#### Page extract
BEGIN

In the years following Palermo, Mariani continued working as an international opera director.
Among his important productions: La fanciulla del West in San Francisco and Liege, Adriana Lecouvreur in Seville and Bilbao, Macbeth in Athens, Don Giovanni and Cosi fan tutte at the MMF, Il Barbiere di Siviglia and La Traviata at the Baths of Caracalla, and Cavalleria Rusticana and Pagliacci in Almaty, Kazakhstan.
His production of Il Trovatore, staged at the Circo Massimo in Rome and conducted by Daniele Gatti, was revived at Teatro La Fenice and in Bilbao, Spain.
Mariani's new production of Madame Butterfly premiered at the Maggio Musicale Fiorentino Festival in October 2024, also conducted by Gatti.

==Teaching and philosophy==
In 2002 Mariani volunteered to teach at the Kodaikanal International School in Tamil Nadu, India, giving classes in literature, music and theater.
He received a master’s in philosophy at the University of London, Birkbeck College in 2017. His thesis, “Evaluating an Opera Staging: A Proposal for Criteria" was judged “With Distinction” and praised by English philosopher Roger Scruton.

END

#### The data

BEGIN

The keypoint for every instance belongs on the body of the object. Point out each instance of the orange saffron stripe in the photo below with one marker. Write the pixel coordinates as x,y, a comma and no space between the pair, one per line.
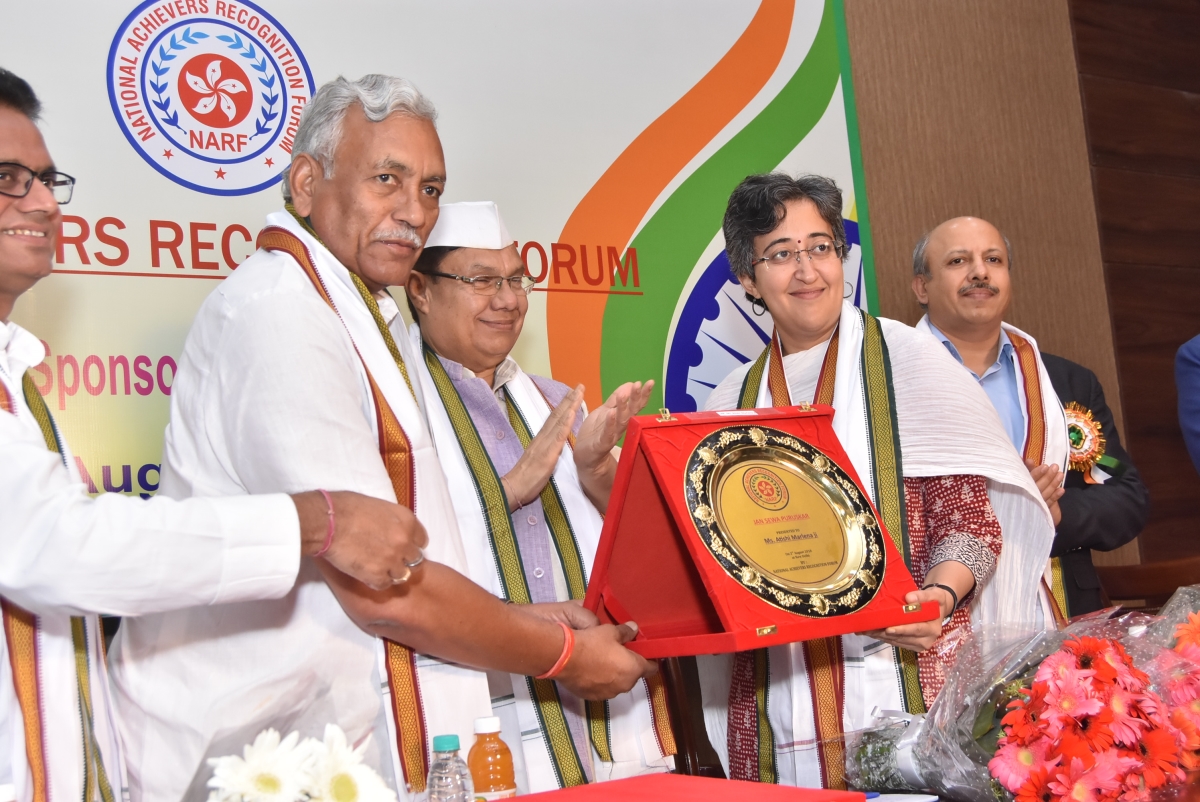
396,453
1035,411
827,688
612,209
21,630
657,694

END

#### Required action
Write the next few sentences of the passage on Mariani's opera career and teaching. The entries aren't needed for this.

#### Response
At the Royal College of Music in London, he led a seminar in 2017 in which students performed scenes from the operas of Benjamin Britten at The Britten Theater.

Since 2020 Mariani has run the highly successful project “Opera Lab” at the prestigious Accademia Chigiana in Siena—a workshop for conductors, directors, singers, and designers in which students produce and perform an opera each summer under the tutelage of Mariani and other professionals including Daniele Gatti, William Matteuzzi, and Gianni Tangucci.
Operas produced include Rossini’s L'occasione fa il ladro, Il Signor Bruschino, Trilogia Verdiana, and most recently Don Pasquale in July 2024.

Currently, Mariani is professor at the Verona Opera Academy where he teaches the “Theory and Practice of Opera Staging”.